## Tasks to complete
1 – From the piece on cleaning up git history, list the bits of data that a commit hash is generated from.
2 – In the piece on cleaning up git history, where does the list of commits show the shortened commit hash?
3 – Set down everything in the piece on cleaning up git history from "Soft reset to" down to "in the repository.".

I build a lot of public experimental demo repos to support my tutorials, and I often encourage people to fork them and deploy them to Netlify to try things out. The problem is, these experimental repos can often come with a terribly messy git history — and I don't want people to inherit that. And so, before I publish and promote a demo project, I like to clean up the git history ✨.
First, the TL;DR: use these four commands — with caution (more on this later!) — and enjoy a tidy ship.
# 1. Reset the repo to the initial commit, preserving the current state of the files on your local machine
git reset --soft {INITIAL_COMMIT_HASH}
# 2. Stage all files
git add .
# 3. Make a commit
git commit -m "Initial commit"
# 4. Force push to the origin
git push --force
Let's look in detail at what each command does.
Soft reset to the initial commit
Each time you push a change to git, a unique identifier called a commit hash is generated from various bits of data associated with the commit, such as the commit message, file changes, commit author and date. Commit hashes point to the state of the repository when the commit was made, and allow us to move back and forward in time in the repository.
If your repository is hosted on GitHub, you can view a list of your commit hashes from the home page of your repository, by clicking on the commits link at the top right of the file list.
This will take you to a list of commits, showing a shortened commit hash to the right of the commit message. Scroll down to find the first commit, click to view the commit and full commit hash, or use the copy button to copy the full commit hash to your clipboard, which might look something like this: 64d52970e9b73551e7d837ec367610p
.

(A run of records)
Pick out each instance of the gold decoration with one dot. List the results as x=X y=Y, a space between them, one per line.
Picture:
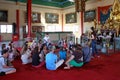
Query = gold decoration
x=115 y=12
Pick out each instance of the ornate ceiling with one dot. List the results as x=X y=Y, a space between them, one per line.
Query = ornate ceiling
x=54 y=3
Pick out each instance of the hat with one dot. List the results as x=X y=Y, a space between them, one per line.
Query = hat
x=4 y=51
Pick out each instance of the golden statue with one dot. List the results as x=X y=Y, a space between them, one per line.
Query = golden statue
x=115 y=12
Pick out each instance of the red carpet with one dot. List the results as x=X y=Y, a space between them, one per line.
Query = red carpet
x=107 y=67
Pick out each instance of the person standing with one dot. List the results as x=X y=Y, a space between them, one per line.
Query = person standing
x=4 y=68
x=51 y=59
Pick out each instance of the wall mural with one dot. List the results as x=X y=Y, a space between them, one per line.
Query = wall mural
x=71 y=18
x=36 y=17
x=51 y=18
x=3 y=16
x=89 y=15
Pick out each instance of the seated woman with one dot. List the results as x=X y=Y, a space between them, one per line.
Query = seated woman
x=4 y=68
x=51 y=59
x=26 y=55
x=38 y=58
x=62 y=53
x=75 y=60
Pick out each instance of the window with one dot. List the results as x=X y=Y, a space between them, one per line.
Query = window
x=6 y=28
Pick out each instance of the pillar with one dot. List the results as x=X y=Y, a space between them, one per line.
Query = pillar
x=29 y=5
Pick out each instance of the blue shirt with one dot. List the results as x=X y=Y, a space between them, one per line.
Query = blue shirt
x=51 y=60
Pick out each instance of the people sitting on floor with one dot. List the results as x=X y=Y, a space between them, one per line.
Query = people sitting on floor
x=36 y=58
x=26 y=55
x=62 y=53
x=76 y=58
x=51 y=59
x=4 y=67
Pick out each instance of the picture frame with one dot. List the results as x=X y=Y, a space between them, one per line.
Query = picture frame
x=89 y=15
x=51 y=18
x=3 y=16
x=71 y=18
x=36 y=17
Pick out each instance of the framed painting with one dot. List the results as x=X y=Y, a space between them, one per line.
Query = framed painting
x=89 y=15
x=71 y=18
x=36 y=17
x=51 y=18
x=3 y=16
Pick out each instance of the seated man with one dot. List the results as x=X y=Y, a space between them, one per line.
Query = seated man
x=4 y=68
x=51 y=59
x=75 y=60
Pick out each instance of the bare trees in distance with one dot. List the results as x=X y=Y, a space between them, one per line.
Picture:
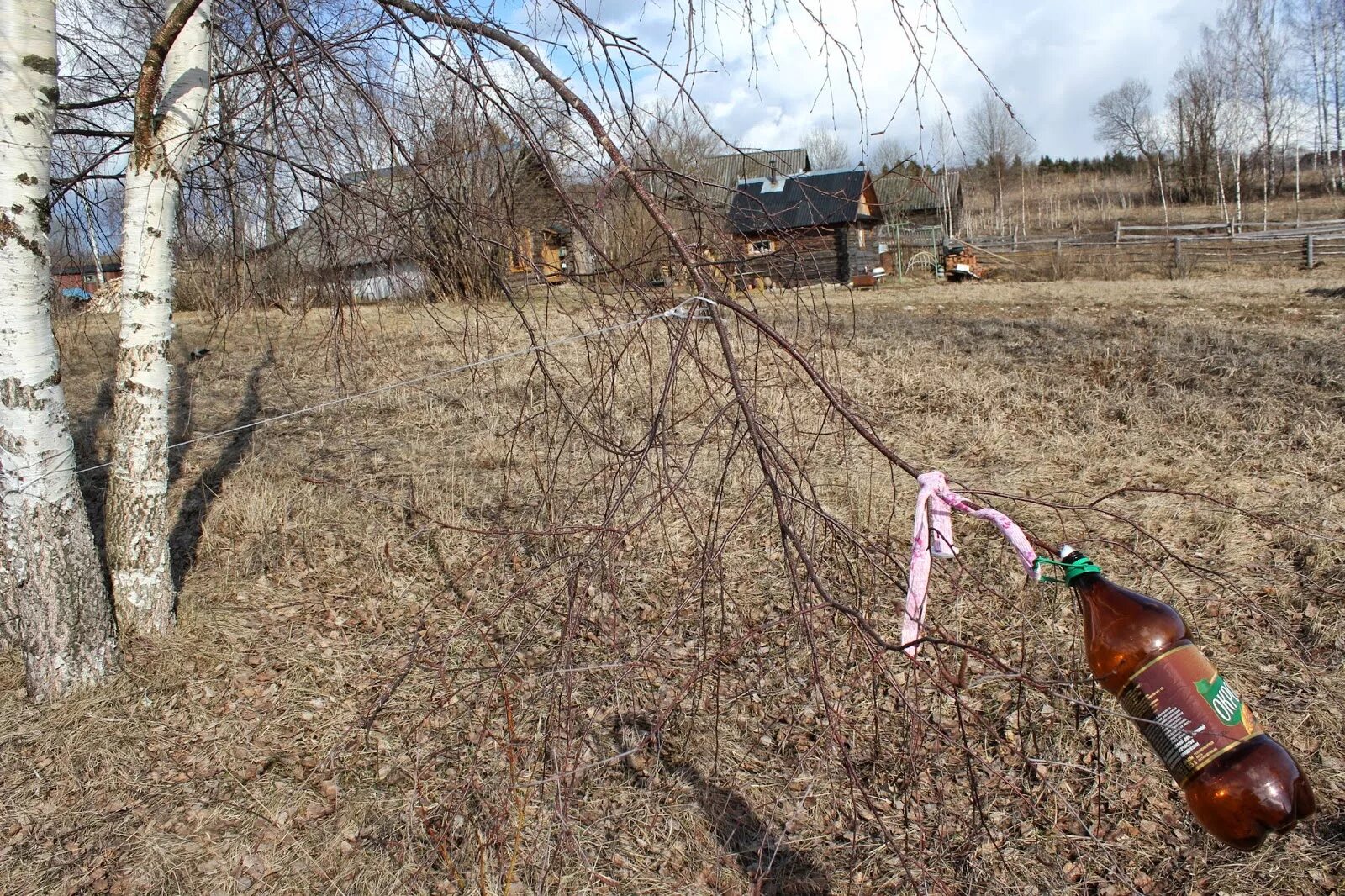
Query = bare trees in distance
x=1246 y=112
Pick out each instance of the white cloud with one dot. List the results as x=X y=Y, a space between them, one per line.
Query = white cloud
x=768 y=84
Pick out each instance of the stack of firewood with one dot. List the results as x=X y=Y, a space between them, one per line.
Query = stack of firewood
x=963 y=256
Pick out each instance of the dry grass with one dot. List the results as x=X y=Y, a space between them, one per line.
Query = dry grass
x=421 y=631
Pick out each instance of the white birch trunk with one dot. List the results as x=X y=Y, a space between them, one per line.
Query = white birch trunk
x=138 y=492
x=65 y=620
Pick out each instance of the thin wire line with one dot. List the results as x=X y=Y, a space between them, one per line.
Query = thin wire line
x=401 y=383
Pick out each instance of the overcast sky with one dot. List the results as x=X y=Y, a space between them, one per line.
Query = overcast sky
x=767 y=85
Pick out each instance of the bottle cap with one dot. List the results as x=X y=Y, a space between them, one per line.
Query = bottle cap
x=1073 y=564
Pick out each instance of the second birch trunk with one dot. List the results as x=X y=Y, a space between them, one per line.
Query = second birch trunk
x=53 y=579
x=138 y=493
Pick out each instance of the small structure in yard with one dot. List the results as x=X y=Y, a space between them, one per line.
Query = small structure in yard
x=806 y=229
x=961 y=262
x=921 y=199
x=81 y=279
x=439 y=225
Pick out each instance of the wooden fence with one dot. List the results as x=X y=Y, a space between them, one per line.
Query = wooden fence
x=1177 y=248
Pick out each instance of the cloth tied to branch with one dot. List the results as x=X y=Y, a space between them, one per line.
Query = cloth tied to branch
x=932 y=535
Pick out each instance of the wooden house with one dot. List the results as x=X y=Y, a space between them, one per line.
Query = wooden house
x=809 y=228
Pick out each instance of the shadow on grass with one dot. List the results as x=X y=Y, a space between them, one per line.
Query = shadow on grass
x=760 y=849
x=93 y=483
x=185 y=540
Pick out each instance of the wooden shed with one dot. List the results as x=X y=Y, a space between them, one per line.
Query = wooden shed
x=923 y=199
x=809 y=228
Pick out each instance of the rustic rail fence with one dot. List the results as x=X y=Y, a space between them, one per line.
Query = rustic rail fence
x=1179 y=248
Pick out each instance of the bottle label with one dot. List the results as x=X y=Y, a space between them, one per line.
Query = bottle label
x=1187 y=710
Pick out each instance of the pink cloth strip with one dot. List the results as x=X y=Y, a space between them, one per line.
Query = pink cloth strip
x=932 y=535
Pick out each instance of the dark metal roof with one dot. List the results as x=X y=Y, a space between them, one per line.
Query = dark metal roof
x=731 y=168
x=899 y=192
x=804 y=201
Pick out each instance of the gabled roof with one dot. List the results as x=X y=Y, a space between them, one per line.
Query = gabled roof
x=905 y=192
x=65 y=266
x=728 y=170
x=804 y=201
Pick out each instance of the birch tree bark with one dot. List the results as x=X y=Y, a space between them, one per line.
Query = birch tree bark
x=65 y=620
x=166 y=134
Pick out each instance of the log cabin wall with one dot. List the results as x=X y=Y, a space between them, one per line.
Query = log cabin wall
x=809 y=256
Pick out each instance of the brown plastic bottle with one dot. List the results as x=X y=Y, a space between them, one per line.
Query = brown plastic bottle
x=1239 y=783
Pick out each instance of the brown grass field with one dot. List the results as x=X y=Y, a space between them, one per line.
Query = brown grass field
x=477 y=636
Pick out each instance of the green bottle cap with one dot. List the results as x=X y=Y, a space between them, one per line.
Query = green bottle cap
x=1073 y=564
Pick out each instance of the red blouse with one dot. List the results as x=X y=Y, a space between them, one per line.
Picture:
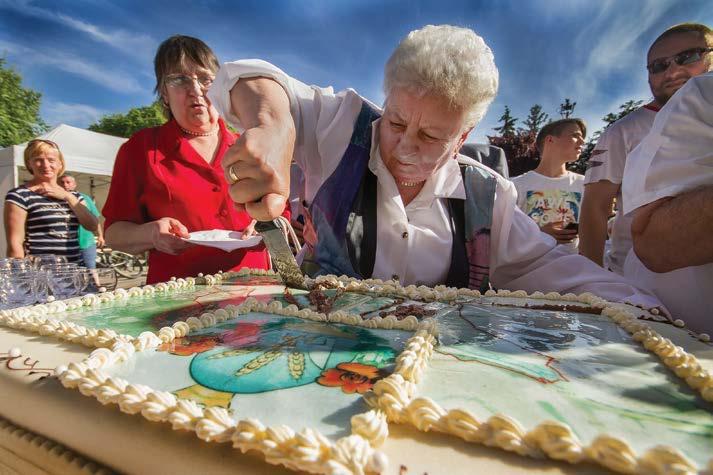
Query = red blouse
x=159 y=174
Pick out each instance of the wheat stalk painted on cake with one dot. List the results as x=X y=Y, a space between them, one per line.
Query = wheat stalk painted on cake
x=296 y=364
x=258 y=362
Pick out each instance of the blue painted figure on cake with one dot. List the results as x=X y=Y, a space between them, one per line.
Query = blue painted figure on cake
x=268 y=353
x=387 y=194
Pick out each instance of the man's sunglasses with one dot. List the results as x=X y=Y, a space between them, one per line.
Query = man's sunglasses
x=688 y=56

## Results by task
1 – The commit message, file changes, the commit author, and the date.

2 – To the right of the commit message.

3 –
Soft reset to the initial commit
Each time you push a change to git, a unique identifier called a commit hash is generated from various bits of data associated with the commit, such as the commit message, file changes, commit author and date. Commit hashes point to the state of the repository when the commit was made, and allow us to move back and forward in time in the repository.